■ **Document text**
>>>
How can Europe maintain its lead?

In order to guarantee Europe’s sustained competitiveness, governments, corporations, and academic institutions need to adopt a radical new strategy regarding education, skill development, and employment. Accepting the digital era is essential.

Businesses are essential to this transition. By putting in place a thorough digital plan that considers the employees’ varied levels of technical ability, they may empower their workforce. This means ensuring that every employee, no matter how tech-savvy they are, learns to use technology and becomes involved in it.

What is STEM education?

STEM education refers to science, technology, engineering, and math. Creating a dynamic and student-centered learning environment requires a purposeful integration of these four disciplines and the practices that accompany them. Beyond conventional topic silos, STEM promotes an interdisciplinary approach that blends theoretical knowledge with practical application. Involving schools, families, and community partners in the educational process is another critical way it emphasizes meeting a student’s social, emotional, physical, and intellectual needs.

Real-world problem-solving and applying knowledge is at the forefront of STEM education, thanks to project-based learning. Rather than being confined to separate classes, STEM education unites differing concepts into one classroom, challenging students to shape solutions and articulate explanations supported by evidence.

The UMI-Sci-Ed project

The objective was to develop an integrated, collective, experiential, and open digital educational environment for teachers and students that will:

• allow students to understand, use, and develop UMI applications and consider their societal implications
• improve digital and UMI skills of teachers
• stimulate students to envision a future career in UMI technologies
• enable (in long-term) a societal reform towards responsible research and innovation

The UMI-Sci-Ed platform

Various tools are available on the web-based, open-access UMI-Sci-Ed platform to promote cooperative learning and information exchange. These resources include online chat features, wikis, blogs, forums, and an open repository. Combined, they allow Communities of Practice, or UMI Groups, to be developed around certain Educational Scenarios or UMI Scenarios. This set of features and technologies encourages the growth of specialized communities devoted to innovation and quality in education while enabling users to participate in cooperative activities.

Figure 1: The UMI-Sci-Ed platform

Educational Scenarios

An Educational Scenario (ES), as used in UMI-Sci-ED, is a template that describes the educational process in a training course. It is an essential tool that gives teachers guidance and understanding as they move through the educational process. These scenarios are specially designed to correspond with particular learning objectives, utilizing various instructional strategies that determine how activities proceed, which resources are best, and what role trainers play.

Several teams have carefully created a variety of instructional scenarios under the UMI-Sci-ED initiative, each with a unique approach to learning. Even if these ES can be used as templates, their true versatility lies in the educators’ capacity to modify them to meet the particular demands of the learning process and produce custom UMI Projects that meet their own goals and specifications.
<<<
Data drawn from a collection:
>>>
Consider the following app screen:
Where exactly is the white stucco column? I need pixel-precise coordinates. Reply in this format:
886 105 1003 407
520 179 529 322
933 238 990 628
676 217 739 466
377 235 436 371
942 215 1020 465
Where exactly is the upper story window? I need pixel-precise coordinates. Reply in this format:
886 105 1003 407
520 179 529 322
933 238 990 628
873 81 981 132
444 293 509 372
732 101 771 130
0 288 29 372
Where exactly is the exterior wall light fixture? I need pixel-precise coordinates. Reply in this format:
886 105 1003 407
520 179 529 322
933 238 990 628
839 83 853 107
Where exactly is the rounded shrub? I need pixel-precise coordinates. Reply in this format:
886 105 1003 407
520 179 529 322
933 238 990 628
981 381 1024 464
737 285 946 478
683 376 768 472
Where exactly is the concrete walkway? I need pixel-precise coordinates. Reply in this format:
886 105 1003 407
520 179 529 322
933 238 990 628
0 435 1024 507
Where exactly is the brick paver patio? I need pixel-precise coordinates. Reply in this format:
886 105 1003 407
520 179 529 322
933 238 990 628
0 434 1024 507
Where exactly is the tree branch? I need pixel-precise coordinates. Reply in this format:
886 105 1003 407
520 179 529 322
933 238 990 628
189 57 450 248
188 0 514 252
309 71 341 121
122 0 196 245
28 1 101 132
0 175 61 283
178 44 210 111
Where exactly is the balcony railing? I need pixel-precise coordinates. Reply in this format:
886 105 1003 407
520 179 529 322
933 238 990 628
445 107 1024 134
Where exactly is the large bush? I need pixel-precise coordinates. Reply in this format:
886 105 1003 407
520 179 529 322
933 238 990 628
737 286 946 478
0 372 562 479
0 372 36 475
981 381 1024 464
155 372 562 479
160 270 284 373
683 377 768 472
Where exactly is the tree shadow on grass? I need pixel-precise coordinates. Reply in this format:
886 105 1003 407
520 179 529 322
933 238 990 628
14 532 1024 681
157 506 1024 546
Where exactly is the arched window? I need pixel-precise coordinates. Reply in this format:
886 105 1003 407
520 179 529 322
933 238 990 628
<<<
■ **Exercise 1**
Print the stretch of the STEM education article from "Businesses are essential" through "and intellectual needs.".
■ **Exercise 2**
Name every resource the STEM education article lists as available on the UMI-Sci-Ed platform.
Rely only on the STEM education article and nothing else.

■ **Final answer 1**
Businesses are essential to this transition. By putting in place a thorough digital plan that considers the employees’ varied levels of technical ability, they may empower their workforce. This means ensuring that every employee, no matter how tech-savvy they are, learns to use technology and becomes involved in it.

What is STEM education?

STEM education refers to science, technology, engineering, and math. Creating a dynamic and student-centered learning environment requires a purposeful integration of these four disciplines and the practices that accompany them. Beyond conventional topic silos, STEM promotes an interdisciplinary approach that blends theoretical knowledge with practical application. Involving schools, families, and community partners in the educational process is another critical way it emphasizes meeting a student’s social, emotional, physical, and intellectual needs.

■ **Final answer 2**
- online chat features
- wikis
- blogs
- forums
- an open repository